[begin TASK INPUT]

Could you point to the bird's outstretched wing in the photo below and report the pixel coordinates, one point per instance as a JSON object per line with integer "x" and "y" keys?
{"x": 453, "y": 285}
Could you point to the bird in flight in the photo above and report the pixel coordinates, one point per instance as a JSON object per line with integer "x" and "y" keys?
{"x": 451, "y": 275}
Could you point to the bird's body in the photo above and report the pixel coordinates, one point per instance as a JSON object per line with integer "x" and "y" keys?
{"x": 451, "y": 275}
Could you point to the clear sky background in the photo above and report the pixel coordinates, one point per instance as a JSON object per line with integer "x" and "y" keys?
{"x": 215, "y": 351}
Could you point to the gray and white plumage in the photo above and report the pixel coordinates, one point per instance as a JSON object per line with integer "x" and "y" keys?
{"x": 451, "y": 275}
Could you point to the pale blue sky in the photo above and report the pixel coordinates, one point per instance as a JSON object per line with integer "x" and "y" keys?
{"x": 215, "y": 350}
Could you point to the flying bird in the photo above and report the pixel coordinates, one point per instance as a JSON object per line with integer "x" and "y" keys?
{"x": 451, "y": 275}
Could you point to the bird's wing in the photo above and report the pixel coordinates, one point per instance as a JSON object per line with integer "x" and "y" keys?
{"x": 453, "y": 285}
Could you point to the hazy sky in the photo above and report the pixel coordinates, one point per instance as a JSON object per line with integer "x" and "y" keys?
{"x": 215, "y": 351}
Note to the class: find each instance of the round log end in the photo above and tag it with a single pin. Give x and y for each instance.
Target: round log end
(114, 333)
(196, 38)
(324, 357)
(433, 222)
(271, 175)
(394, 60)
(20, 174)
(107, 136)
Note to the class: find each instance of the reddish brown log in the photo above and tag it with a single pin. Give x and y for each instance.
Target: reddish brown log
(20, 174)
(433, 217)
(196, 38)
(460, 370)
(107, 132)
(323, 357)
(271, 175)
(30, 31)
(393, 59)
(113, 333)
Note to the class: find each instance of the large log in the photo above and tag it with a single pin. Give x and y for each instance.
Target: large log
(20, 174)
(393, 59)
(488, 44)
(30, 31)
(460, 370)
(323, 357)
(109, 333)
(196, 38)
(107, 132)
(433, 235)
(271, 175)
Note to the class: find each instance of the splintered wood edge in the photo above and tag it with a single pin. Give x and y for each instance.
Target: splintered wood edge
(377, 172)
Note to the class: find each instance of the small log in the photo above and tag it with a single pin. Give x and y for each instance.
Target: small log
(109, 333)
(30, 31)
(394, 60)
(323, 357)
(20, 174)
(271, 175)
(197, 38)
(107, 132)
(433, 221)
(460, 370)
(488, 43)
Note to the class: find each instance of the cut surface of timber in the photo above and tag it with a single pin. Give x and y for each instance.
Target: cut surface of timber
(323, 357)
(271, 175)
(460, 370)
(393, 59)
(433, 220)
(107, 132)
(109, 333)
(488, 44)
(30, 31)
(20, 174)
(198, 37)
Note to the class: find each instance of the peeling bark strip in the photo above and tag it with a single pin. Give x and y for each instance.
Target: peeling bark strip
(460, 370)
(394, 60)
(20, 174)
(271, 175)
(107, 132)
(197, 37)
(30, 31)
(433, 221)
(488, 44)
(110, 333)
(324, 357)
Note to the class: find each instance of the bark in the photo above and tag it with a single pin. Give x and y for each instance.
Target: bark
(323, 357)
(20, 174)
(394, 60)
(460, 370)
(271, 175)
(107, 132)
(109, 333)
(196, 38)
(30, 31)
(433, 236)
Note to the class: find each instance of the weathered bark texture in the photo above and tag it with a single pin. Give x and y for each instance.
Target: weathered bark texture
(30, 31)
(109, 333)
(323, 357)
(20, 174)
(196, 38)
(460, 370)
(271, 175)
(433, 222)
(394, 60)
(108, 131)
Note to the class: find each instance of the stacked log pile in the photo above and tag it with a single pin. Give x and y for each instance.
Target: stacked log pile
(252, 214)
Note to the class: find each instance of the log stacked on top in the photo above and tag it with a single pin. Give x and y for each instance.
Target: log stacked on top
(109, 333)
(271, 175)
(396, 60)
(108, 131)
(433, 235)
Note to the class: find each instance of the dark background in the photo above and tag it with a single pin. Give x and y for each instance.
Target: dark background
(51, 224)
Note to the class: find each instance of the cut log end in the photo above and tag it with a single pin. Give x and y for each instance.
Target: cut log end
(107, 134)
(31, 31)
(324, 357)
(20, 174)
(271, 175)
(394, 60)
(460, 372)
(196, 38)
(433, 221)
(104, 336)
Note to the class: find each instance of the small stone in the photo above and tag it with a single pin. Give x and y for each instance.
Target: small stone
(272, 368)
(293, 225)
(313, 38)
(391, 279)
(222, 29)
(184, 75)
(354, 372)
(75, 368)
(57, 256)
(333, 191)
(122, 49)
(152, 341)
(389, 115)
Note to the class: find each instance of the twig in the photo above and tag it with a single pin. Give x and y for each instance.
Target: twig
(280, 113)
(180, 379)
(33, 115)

[end TASK INPUT]

[GIVEN REQUEST]
Reproduce every record above verbatim, line for line, with no changes.

[SOLUTION BELOW]
Could you point to the bird's outstretched wing in the photo below and report the pixel coordinates, one point per instance as a JSON object per line with integer "x" and "y" keys?
{"x": 453, "y": 285}
Could you point to the bird in flight in the photo above and report the pixel coordinates, one point per instance as a JSON object per line with integer "x" and "y" keys?
{"x": 451, "y": 275}
Could you point to the bird's body in the photo above and report the pixel coordinates, one point per instance as a JSON object per line with integer "x" and "y" keys?
{"x": 451, "y": 275}
Could you point to the clear sky background in the photo above and report the pixel coordinates, one point per instance as a JSON object per line with integer "x" and "y" keys?
{"x": 215, "y": 351}
Could you point to the gray and white plumage in the photo above and report the pixel coordinates, one point per instance as a JSON object per line with integer "x" and "y" keys?
{"x": 451, "y": 275}
Could you point to the pale blue sky in the photo above and report the pixel coordinates, one point per instance as a JSON object per line with integer "x" and "y" keys?
{"x": 215, "y": 350}
Could you point to the flying bird in the photo above and report the pixel coordinates, one point per instance as a JSON object per line with integer "x" and "y" keys?
{"x": 451, "y": 275}
Could you point to the bird's wing in the photo above and report the pixel coordinates, one point per instance as a JSON object per line with integer "x" and "y" keys?
{"x": 453, "y": 285}
Could you point to the hazy sky in the photo above and report the pixel coordinates, one point per instance as a JSON object per line with integer "x" and "y" keys?
{"x": 215, "y": 351}
Note to the class: find each instance of the round log end in the photo above and tag it with a single pin. Give x and y for each instance.
Target: round log end
(114, 333)
(196, 38)
(324, 357)
(433, 222)
(271, 175)
(394, 60)
(20, 174)
(107, 136)
Note to the class: find each instance of the reddish brown log in the photo above and tag it with a single pin. Give x and y for each instance.
Target: reddish brown log
(20, 174)
(433, 217)
(196, 38)
(460, 370)
(107, 132)
(323, 357)
(271, 175)
(30, 31)
(393, 59)
(113, 333)
Note to the class: find each instance of the large log in the photo above and tag it with a single pin. Give x and y for each instance.
Target: large log
(20, 174)
(393, 59)
(488, 44)
(30, 31)
(460, 370)
(323, 357)
(109, 333)
(196, 38)
(107, 132)
(433, 235)
(271, 175)
Note to the class: find each instance of the splintered wood edge in the photo above and tag it with a single pin. Give x and y for each instance.
Target: splintered wood edge
(377, 172)
Note to the class: find each instance of the small log in the photo above and tag it with a single pin. Give x and y for each instance.
Target: small log
(109, 333)
(30, 31)
(394, 60)
(323, 357)
(20, 174)
(271, 175)
(197, 38)
(107, 132)
(433, 221)
(460, 370)
(488, 43)
Note to the class: find each instance of the cut surface of timber in the photo above and tag it with a single pin. Give x and y for each instance.
Target: cut surface of timber
(323, 357)
(271, 175)
(460, 370)
(393, 59)
(433, 220)
(107, 132)
(109, 333)
(488, 44)
(30, 31)
(20, 174)
(198, 37)
Note to the class: find each instance of the peeling bark strip in the photo above and tag it with a single pin. Give x and y for each instance.
Target: peeling bark strip
(460, 370)
(394, 60)
(20, 174)
(271, 175)
(107, 132)
(197, 37)
(30, 31)
(433, 221)
(488, 44)
(110, 333)
(324, 357)
Note to the class: find each instance of the bark in the photo above and tag it with a single pin. Give x and y for each instance.
Target: bark
(323, 357)
(20, 174)
(394, 60)
(460, 370)
(271, 175)
(107, 132)
(109, 333)
(196, 38)
(30, 31)
(433, 236)
Note to the class: find each instance of the weathered bark texture in the photo above and tag it with a single pin. Give x and y for each instance.
Target: weathered bark texture
(30, 31)
(109, 333)
(323, 357)
(20, 174)
(196, 38)
(460, 370)
(271, 175)
(433, 222)
(394, 60)
(108, 131)
Note to the class: find each instance of the stacked log pile in the photo above and tag it with a single pin. Give x and y for each instance.
Target: stacked log pile
(252, 214)
Note to the class: find each instance of the log stacked on top in the photo above and tag it with a single pin. Give x and y for each instance.
Target: log stacked on top
(109, 333)
(271, 175)
(396, 60)
(108, 131)
(433, 235)
Note to the class: find each instance of the dark background in the photo above and tag it with a single pin. Give x and y for each instance.
Target: dark background
(51, 224)
Note to the class: find each instance of the cut log end in the photo above and tag it with a single pin. Give x and y for each instance.
Target: cut log end
(107, 134)
(31, 31)
(324, 357)
(20, 174)
(271, 175)
(394, 60)
(460, 372)
(196, 38)
(433, 221)
(104, 336)
Note to the class: find each instance of the small stone in the photo above and tag it with a single pin. Give x and y for each instance.
Target: small stone
(272, 368)
(293, 225)
(313, 38)
(391, 279)
(222, 29)
(184, 75)
(354, 372)
(75, 368)
(57, 256)
(333, 191)
(122, 49)
(152, 341)
(389, 115)
Note to the class: find each instance of the twig in the photo above and tag it with a single pin. Give x and y for each instance.
Target: twig
(280, 113)
(180, 379)
(33, 115)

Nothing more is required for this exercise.